======== SUPPLIED TEXT
I like the Black and red version for the looks. I have got to know my local dealer pretty well and he has offered to trade 2 of my rebuilt 2150's and for me to pay the tax for a 2260. He has me thinking hard. They came out just recently in my area and most are a bit shy to be among the first to pick one up. I watched as one guy grabbed the handle to pick one up as the dealer said, ''thats the new 2260 with the electronic carb''. The guy let it go like it burned him, and grabbed for a 2166 sitting beside it. He ended up walking out the door with the 2166. A heavier saw with just a slight edge on hp. 
I handled the 2260 with a 20'' bar and it balanced perfect but am still A bit shy. I'd like to be sure they got all of the bugs worked out, but then again.....it does look nice and feels great.


----------



## tlandrum (Sep 14, 2013)

bugs?


----------



## TK (Sep 14, 2013)

tlandrum said:


> bugs?



Uneducated shops keep the saws in the back where the spiders and maggots fester. One of those things where you'd never guess it til you saw it :msp_ohmy:


----------



## Ronaldo (Sep 14, 2013)

The "bugs" have all been pretty much worked out by now, I think.
If I had to choose, would probably go with an orange one. Matches most of my other saws better.:msp_rolleyes:

Ron


----------



## komatsuvarna (Sep 15, 2013)

2260 is so much better looking! If I could find someone that just had to have my ported 346, I'd get me a 2260 to replace it


----------



## Tnshaker (Sep 15, 2013)

I would love to have a 562 with the techlite. The 2260 with small mount bar feels great. I don't recall care for the silver paint on the 562. The husky dealers in my area are just flat no very good. Not even in the same league as my Stihl dealers. So with that in min I vote 2260 because I can be at Terry Landrums shop in an hour and half and he is a great dealer and one of the best for port work anywhere. So 2260!


----------



## gsrsol84mm (Sep 15, 2013)

Tnshaker said:


> I would love to have a 562 with the techlite. The 2260 with small mount bar feels great. I don't recall care for the silver paint on the 562. The husky dealers in my area are just flat no very good. Not even in the same league as my Stihl dealers. So with that in min I vote 2260 because I can be at Terry Landrums shop in an hour and half and he is a great dealer and one of the best for port work anywhere. So 2260!



What bar would you run on it ? Would you run a 20" pro lite or a solid 20" bar ?


----------



## mdavlee (Sep 15, 2013)
================
======== PROVIDED MATERIAL
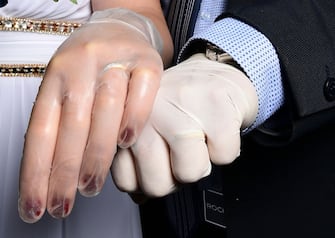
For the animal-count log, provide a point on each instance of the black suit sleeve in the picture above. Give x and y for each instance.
(303, 34)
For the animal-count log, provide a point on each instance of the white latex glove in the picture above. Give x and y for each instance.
(198, 115)
(98, 90)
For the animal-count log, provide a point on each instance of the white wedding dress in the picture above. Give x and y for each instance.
(111, 214)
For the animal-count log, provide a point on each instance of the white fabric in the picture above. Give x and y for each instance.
(111, 214)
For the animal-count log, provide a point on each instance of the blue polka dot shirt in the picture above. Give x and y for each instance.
(249, 48)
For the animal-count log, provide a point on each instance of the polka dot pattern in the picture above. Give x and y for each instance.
(254, 53)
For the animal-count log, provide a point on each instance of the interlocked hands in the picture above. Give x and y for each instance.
(197, 118)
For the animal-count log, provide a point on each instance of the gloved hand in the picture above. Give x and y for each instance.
(98, 91)
(199, 112)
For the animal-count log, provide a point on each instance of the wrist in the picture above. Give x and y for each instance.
(132, 19)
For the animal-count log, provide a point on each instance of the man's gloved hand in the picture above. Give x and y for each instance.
(98, 91)
(198, 115)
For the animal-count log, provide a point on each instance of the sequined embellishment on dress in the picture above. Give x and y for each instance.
(22, 70)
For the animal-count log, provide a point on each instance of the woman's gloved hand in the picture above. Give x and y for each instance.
(98, 92)
(199, 112)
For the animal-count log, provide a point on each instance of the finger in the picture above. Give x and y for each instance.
(71, 141)
(107, 112)
(224, 141)
(188, 150)
(124, 172)
(143, 87)
(223, 131)
(153, 167)
(38, 152)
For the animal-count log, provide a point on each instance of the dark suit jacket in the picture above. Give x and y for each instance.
(283, 184)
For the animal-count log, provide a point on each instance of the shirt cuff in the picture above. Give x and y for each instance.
(256, 56)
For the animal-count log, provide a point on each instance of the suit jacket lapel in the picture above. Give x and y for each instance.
(181, 19)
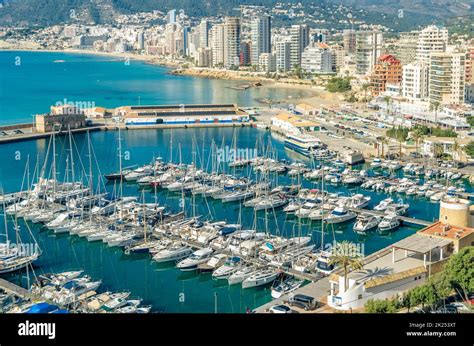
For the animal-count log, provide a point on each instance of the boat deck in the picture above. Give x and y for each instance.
(11, 288)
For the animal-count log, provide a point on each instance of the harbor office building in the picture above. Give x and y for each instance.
(407, 263)
(181, 114)
(61, 118)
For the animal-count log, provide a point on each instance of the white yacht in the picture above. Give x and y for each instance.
(389, 222)
(365, 223)
(240, 275)
(197, 257)
(260, 277)
(397, 209)
(384, 204)
(175, 252)
(230, 266)
(306, 209)
(339, 215)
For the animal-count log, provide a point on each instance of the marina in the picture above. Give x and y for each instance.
(155, 187)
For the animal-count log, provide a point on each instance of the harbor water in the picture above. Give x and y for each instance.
(165, 287)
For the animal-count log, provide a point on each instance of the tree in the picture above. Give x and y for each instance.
(459, 271)
(346, 255)
(469, 149)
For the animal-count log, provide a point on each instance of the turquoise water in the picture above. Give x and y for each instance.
(158, 285)
(38, 82)
(30, 82)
================
- **WRITTEN PROBLEM 1**: Using the chainsaw thread, decide whether each statement agrees with it, answering yes or no and quoting the words that settle it: (a) The dealer offered to take two rebuilt 2150's toward a 2260 if the poster paid the tax. (b) The customer who grabbed the 2260 by the handle bought it. (c) Ronaldo would choose an orange saw over the black and red one.
- **WRITTEN PROBLEM 2**: Pick up the chainsaw thread from its last line and write what comes next.
You won't need the data for this.

- **EXERCISE ANSWER 1**:
(a) Yes: "he has offered to trade 2 of my rebuilt 2150's and for me to pay the tax for a 2260"
(b) No: "He ended up walking out the door with the 2166."
(c) Yes: "If I had to choose, would probably go with an orange one."

- **EXERCISE ANSWER 2**:
I would run a 20" total 3/8" bar on either. The tech lite is nice hut not double the money nice. Really a 24" would be easier on the back for me... :beer:


----------



## komatsuvarna (Sep 15, 2013)

mdavlee said:


> I would run a 20" total 3/8" bar on either. The tech lite is nice hut not double the money nice. Really a 24" would be easier on the back for me... :beer:



Yup, I had a 20'' Techlite. Like you said it was a nice bar but I didn't like it that much for what it cost.

A ported 2260 562 would pull the hell out of 24incher!


Also, small mount bars are available from Oregon up to 28'' to fit the 2260 if ya wanted to go that big.

I'd like to see a west coast 2260 edition .

...probably won't happen being a small mount though.


----------



## mdavlee (Sep 15, 2013)

komatsuvarna said:


> Yup, I had a 20'' Techlite. Like you said it was a nice bar but I didn't like it that much for what it cost.
> 
> A ported 2260 562 would pull the hell out of 24incher!
> 
> ...



A 2260 with heated wrap and a 24" bar would be an awesome small saw to compliment a 80-90cc saw.


----------



## komatsuvarna (Sep 15, 2013)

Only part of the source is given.